- Data -
==================================================
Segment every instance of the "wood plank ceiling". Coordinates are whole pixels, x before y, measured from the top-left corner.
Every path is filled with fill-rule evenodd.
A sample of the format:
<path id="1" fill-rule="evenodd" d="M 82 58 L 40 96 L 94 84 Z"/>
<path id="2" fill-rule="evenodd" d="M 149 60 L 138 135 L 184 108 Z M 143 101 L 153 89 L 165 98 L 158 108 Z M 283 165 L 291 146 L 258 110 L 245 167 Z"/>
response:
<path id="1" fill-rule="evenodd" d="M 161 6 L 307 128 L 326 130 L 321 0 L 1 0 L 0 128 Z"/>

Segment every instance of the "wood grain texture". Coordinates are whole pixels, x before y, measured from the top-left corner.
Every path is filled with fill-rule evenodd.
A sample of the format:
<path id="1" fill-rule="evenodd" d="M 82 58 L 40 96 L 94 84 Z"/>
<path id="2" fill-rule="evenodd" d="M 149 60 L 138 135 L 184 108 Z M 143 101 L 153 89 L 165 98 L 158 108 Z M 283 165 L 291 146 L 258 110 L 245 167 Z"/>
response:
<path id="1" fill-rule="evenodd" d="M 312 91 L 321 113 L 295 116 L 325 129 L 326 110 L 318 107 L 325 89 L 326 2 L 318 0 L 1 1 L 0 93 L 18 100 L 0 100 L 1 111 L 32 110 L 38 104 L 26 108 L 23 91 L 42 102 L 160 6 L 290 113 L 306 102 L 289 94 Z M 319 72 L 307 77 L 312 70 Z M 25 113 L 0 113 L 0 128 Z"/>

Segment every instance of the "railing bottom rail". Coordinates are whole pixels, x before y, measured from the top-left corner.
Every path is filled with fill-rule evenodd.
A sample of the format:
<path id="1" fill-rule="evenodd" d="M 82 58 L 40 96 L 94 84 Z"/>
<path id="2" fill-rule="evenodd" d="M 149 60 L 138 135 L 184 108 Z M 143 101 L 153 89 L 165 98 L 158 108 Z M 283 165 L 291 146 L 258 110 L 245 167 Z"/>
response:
==================================================
- Problem to solve -
Retype the whole listing, matching it exactly.

- Reply to the exercise -
Segment every instance of the "wood plank ceiling". Coordinates are whole pixels, x before y, measured from the top-left corner.
Every path is filled with fill-rule evenodd.
A sample of the format:
<path id="1" fill-rule="evenodd" d="M 82 58 L 40 96 L 94 84 Z"/>
<path id="2" fill-rule="evenodd" d="M 149 60 L 138 135 L 184 108 Z M 143 101 L 153 89 L 165 98 L 158 108 Z M 283 165 L 291 146 L 258 110 L 245 167 Z"/>
response:
<path id="1" fill-rule="evenodd" d="M 161 6 L 307 128 L 326 130 L 321 0 L 1 0 L 0 128 Z"/>

Segment every instance of the "wood grain texture". Coordinates are whole pixels, x before y, measured from the top-left corner.
Every path is filled with fill-rule evenodd.
A sample of the format:
<path id="1" fill-rule="evenodd" d="M 82 58 L 40 96 L 94 84 Z"/>
<path id="2" fill-rule="evenodd" d="M 149 60 L 138 135 L 184 108 Z M 143 101 L 153 89 L 165 98 L 158 108 Z M 283 165 L 291 146 L 258 110 L 245 167 Z"/>
response:
<path id="1" fill-rule="evenodd" d="M 312 91 L 321 113 L 295 116 L 325 129 L 326 110 L 318 107 L 325 89 L 326 2 L 318 0 L 1 1 L 0 93 L 18 100 L 0 100 L 1 111 L 32 110 L 38 104 L 26 108 L 23 91 L 42 102 L 160 6 L 290 113 L 306 102 L 289 94 Z M 319 72 L 307 77 L 312 70 Z M 25 113 L 0 113 L 0 128 Z"/>

Segment every instance of the "railing bottom rail". Coordinates are whole pixels, x before y, measured from the top-left corner.
Every path is filled with fill-rule evenodd.
A sample of the format:
<path id="1" fill-rule="evenodd" d="M 82 58 L 40 96 L 94 84 Z"/>
<path id="2" fill-rule="evenodd" d="M 149 60 L 138 135 L 184 108 Z M 143 101 L 153 89 L 165 98 L 158 108 Z M 283 165 L 291 146 L 258 110 L 245 167 Z"/>
response:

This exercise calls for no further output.